SET OF TASKS
1. Answer these from the article on the DTV transition:
(a) What share of TV households does the article say lack cable or satellite service?
(b) Who sent the letter that gave the FCC the idea?
(c) In what form did the Commission pass the suggestion along to the broadcast industry?
2. Please pick up the article on the DTV transition after its final sentence and continue it.

EXTRACT PROVIDED
────
By Michael Richards
TV broadcasters may need to adjust their budgets just a tad more for the upcoming DTV transition. It’s possible that they’ll be having to cough up air time for spots to inform the 10-to-15 percent of TV households without cable or satellite service that their 30-year-old Zeniths may show nothing but snow once D-Day arrives.
In defense of the FCC, the Commission did not come up with this idea – or, more accurately, this inchoate bundle of concepts that might someday congeal into a coherent idea – on its own. Rather, the idea arrived in the mail, in a letter from a couple of influential (read: Committee Chairmen) members of the House of Representatives. They suggested that, with the DTV transition fast approaching, it might be a good idea for the Commission to "require television broadcasters to air periodic public service announcements and a rolling scroll about the digital transition."
Demonstrating the propensity of semi-liquid substances to flow downhill, the Commission has passed that suggestion along to the broadcast industry in the form of a Notice of Proposed Rulemaking (NPRM). Obviously intent upon placating its Congressional overseers, the Commission makes clear that it does indeed plan to impose on TV licensees the obligation to conduct "on-air consumer education efforts". But what, exactly, does the FCC have in mind?
────
RECORDS SUPPLIED
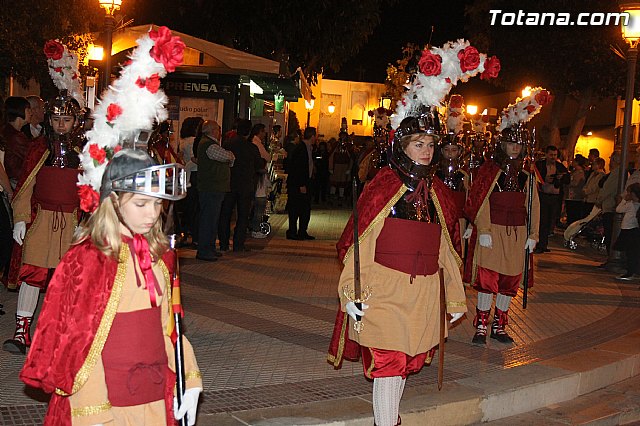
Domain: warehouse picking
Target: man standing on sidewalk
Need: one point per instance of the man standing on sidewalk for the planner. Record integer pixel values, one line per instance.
(214, 181)
(243, 186)
(300, 172)
(554, 176)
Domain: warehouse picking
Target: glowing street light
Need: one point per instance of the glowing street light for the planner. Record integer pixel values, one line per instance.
(110, 7)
────
RESPONSES PER TASK
1.
(a) 10 to 15 percent.
(b) A couple of influential members of the House of Representatives, who were Committee Chairmen.
(c) A Notice of Proposed Rulemaking (NPRM).

2.
It’s hard to say. Instead of outlining any specific proposals, the NPRM merely whips Congress’s one-sentence vague suggestion into an impressive series of thirteen vague questions (see the NPRM excerpt quoted verbatim below) and directs the downhill flow to broadcasters. And then, recognizing that, notwithstanding the salutary effects anticipated from the sure-to-be-mandated "on-air consumer education efforts", many viewers will likely still need "additional assistance in preparing themselves" for the DTV transition, the NPRM asks for more suggestions on steps the Commission and industry might take to assure that consumers "have access to the information and assistance they need."
But wait, there’s more. The Congressional letter also suggested that it might be a good idea for the FCC to impose a reporting requirement on broadcasters relative to their consumer education efforts – you know, maybe a report to be filed every 90 days, listing the "time, frequency and content" of all transition-related PSA’s broadcast. Oh yeah, and Congress also suggested "civil penalties for noncompliance".
Needless to say, the Commission has included that suggestion in the stream of "proposals" set out in the NPRM. Again, the NPRM offers little of substance, relying instead on a series of vague questions. (See the aforementioned NPRM excerpt below.) The FCC also proposes similar informational obligations for multichannel video programming providers and consumer equipment manufacturers.
Of course, the TV industry has a horse in this race. The last thing anyone in the TV biz wants is to lose the eyeballs of consumers caught unaware by the coming DTV transition. There’s money to be made – and potentially lost – from any transition failures.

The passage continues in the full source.